**TASK DETAILS**
Rescale the stretch of the listing from its start through the line containing "[(65, 120), (148, 203)]", both ends included. Write out every line again, changing only the answers: multiply each x and y coordinate by 0.9 and round to whole numbers, with halves going up.

**Data items**
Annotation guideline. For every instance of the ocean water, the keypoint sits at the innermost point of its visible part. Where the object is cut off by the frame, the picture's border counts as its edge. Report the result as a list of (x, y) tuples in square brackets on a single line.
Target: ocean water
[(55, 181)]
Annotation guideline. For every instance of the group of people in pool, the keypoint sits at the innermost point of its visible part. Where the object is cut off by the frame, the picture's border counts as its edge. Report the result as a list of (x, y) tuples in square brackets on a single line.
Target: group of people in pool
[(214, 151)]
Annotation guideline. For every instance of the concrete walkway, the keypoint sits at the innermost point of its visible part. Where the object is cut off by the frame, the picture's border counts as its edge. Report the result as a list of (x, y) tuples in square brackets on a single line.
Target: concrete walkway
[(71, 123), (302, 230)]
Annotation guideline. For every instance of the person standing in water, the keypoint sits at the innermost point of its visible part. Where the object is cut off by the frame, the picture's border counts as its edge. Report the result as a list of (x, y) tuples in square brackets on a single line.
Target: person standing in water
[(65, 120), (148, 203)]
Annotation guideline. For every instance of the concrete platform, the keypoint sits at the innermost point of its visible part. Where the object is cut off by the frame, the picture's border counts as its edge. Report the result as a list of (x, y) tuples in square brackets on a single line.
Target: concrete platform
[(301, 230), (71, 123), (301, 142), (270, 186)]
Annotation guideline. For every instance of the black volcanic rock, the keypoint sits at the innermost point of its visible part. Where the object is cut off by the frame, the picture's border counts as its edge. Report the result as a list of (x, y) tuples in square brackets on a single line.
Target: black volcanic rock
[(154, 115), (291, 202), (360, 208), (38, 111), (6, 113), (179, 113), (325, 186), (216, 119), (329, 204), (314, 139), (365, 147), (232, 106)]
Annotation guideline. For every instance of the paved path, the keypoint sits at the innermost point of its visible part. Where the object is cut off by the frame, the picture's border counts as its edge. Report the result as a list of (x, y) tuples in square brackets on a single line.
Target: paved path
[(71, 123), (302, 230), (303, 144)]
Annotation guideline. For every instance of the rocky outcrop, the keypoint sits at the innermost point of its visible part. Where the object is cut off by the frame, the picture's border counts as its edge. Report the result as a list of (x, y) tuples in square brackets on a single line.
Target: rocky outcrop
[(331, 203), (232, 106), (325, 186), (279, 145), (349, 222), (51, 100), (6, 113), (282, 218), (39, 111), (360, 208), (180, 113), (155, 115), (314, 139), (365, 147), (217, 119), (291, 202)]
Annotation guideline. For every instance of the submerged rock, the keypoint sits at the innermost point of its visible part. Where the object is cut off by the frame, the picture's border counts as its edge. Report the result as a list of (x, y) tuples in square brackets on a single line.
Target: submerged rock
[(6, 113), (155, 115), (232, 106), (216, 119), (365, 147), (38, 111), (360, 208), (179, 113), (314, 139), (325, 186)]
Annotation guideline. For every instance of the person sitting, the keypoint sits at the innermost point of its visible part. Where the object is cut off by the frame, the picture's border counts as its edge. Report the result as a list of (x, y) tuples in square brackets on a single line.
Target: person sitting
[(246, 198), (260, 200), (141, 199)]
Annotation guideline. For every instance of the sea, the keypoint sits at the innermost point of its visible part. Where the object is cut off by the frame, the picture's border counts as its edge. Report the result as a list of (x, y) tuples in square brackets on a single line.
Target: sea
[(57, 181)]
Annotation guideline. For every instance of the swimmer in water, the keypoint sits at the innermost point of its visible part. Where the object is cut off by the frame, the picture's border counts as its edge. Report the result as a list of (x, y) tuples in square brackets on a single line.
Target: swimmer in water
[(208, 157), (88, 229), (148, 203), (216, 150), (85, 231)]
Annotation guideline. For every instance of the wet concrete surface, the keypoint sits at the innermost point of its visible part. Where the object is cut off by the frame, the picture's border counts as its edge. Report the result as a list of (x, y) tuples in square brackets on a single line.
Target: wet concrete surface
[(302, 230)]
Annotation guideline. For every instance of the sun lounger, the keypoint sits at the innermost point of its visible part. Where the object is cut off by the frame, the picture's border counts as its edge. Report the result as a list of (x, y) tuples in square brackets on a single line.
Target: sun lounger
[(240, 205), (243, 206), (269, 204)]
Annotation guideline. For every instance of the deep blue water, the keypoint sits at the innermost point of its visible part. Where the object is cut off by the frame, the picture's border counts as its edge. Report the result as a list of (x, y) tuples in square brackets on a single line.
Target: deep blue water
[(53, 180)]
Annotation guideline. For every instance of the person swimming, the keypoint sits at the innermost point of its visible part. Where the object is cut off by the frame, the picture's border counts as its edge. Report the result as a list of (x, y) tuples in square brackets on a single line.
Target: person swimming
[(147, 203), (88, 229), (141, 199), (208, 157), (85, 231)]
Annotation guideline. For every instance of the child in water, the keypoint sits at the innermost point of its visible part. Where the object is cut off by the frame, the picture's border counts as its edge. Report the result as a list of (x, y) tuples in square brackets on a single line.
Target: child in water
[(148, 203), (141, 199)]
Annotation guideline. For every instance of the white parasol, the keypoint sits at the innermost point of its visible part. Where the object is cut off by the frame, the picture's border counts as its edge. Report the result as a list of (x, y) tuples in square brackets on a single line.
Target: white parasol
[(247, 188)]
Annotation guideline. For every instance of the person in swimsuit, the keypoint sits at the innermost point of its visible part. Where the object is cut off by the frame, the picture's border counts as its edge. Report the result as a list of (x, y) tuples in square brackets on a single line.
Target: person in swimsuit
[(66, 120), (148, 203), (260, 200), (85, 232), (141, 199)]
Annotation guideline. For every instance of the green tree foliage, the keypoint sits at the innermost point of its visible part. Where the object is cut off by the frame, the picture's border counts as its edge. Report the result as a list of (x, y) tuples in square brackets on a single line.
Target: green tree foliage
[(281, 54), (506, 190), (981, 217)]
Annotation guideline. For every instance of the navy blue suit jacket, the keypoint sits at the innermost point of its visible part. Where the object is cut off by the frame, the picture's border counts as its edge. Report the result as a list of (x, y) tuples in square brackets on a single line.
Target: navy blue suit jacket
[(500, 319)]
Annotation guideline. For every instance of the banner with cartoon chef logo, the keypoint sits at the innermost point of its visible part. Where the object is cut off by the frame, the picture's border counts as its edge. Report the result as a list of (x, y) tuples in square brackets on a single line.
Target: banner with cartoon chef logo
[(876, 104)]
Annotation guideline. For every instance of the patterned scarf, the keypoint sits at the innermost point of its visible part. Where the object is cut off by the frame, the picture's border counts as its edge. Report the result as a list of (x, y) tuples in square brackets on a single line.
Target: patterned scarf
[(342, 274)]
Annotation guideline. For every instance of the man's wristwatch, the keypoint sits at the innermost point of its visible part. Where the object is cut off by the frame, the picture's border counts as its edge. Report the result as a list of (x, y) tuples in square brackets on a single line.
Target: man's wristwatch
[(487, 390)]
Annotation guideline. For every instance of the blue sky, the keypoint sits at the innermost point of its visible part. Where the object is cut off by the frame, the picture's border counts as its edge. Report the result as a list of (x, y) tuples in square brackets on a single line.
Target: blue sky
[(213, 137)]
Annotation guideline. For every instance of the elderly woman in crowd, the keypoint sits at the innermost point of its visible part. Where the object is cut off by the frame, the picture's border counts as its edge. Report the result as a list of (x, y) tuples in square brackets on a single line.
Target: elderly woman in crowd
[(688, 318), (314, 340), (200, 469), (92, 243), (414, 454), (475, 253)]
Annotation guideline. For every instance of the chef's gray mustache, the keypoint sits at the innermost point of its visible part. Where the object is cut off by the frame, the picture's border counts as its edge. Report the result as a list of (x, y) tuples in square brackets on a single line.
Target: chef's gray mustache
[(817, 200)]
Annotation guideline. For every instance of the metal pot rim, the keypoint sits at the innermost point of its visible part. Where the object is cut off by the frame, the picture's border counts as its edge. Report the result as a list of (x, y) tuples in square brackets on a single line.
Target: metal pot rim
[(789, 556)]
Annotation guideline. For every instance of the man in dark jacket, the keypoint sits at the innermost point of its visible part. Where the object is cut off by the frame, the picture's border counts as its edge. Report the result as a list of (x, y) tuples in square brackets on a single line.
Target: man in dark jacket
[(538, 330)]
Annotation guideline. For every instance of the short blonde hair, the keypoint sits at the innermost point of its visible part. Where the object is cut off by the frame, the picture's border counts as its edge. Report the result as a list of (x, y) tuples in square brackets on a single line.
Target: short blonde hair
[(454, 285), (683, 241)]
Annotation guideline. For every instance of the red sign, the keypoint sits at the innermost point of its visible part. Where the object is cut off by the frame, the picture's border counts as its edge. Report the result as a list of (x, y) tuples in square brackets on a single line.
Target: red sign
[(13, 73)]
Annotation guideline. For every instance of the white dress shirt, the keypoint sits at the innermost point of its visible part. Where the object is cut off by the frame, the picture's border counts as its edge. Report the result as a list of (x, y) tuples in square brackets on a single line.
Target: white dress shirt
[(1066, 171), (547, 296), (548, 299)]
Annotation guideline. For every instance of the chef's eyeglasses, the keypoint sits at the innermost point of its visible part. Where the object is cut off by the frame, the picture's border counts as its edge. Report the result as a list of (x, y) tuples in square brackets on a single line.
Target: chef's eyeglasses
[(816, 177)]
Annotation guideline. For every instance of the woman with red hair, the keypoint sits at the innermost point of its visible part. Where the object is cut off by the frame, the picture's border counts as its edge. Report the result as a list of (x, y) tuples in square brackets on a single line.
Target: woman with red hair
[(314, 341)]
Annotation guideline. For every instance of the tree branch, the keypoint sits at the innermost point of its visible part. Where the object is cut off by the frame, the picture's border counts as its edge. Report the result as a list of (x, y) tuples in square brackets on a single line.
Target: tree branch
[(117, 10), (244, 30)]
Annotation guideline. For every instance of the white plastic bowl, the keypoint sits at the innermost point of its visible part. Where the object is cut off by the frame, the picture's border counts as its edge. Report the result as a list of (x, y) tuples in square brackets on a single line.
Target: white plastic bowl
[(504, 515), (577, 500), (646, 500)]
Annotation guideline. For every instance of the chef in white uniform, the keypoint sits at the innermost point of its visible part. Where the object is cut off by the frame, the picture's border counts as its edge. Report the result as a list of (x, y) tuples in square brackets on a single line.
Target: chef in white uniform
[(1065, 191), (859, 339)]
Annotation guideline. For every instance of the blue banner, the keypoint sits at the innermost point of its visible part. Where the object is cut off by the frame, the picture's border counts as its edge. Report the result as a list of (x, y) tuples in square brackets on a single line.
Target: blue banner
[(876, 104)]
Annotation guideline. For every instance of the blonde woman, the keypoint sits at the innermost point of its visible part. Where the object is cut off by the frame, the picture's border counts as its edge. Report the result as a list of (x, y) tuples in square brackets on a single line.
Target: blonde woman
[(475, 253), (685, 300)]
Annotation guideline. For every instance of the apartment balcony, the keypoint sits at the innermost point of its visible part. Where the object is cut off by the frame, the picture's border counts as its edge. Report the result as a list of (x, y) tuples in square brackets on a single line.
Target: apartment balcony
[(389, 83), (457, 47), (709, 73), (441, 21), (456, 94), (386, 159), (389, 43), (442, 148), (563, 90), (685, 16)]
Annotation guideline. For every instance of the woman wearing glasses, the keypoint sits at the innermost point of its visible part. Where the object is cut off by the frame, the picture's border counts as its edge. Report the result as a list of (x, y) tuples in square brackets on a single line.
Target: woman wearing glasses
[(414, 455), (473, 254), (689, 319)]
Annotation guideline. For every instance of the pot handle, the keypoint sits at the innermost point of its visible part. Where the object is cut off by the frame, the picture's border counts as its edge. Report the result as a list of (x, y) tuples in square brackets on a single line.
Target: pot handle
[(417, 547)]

**RESULT OF THIS EXERCISE**
Annotation guideline. For every instance of the ocean water, the keypoint sits at the innermost point of its visible part. Where the object is cut off by the frame, the picture's border counts as its edge. Report the result as a list of (x, y) tuples in square brackets on a single line.
Target: ocean water
[(50, 163)]
Annotation guideline. For every instance of the group of people in pool, the keypoint sits at the innermost point of its visible part. Where the object is cut off by the frame, the picture's border counts as its edge. Report the result as a list of (x, y) tuples in square brackets on a single line.
Target: group of people in pool
[(193, 136)]
Annotation guideline. For every instance of the concrete walkway, the keypoint sits at the innermost point of its visible part. Where the object is cut off by the frame, the picture's border counts as its edge. Report the result as a list of (x, y) tuples in square brackets on a single line.
Target: concrete walkway
[(64, 111), (272, 207)]
Annotation guideline. For every instance of the person standing in water, the keypoint sits at the innermost point of its visible part. Where the object is cut off by the frame, the picture's border counts as its edge. Report the result as a list of (x, y) tuples in square brackets on a single line.
Target: person standing in water
[(59, 108), (133, 183)]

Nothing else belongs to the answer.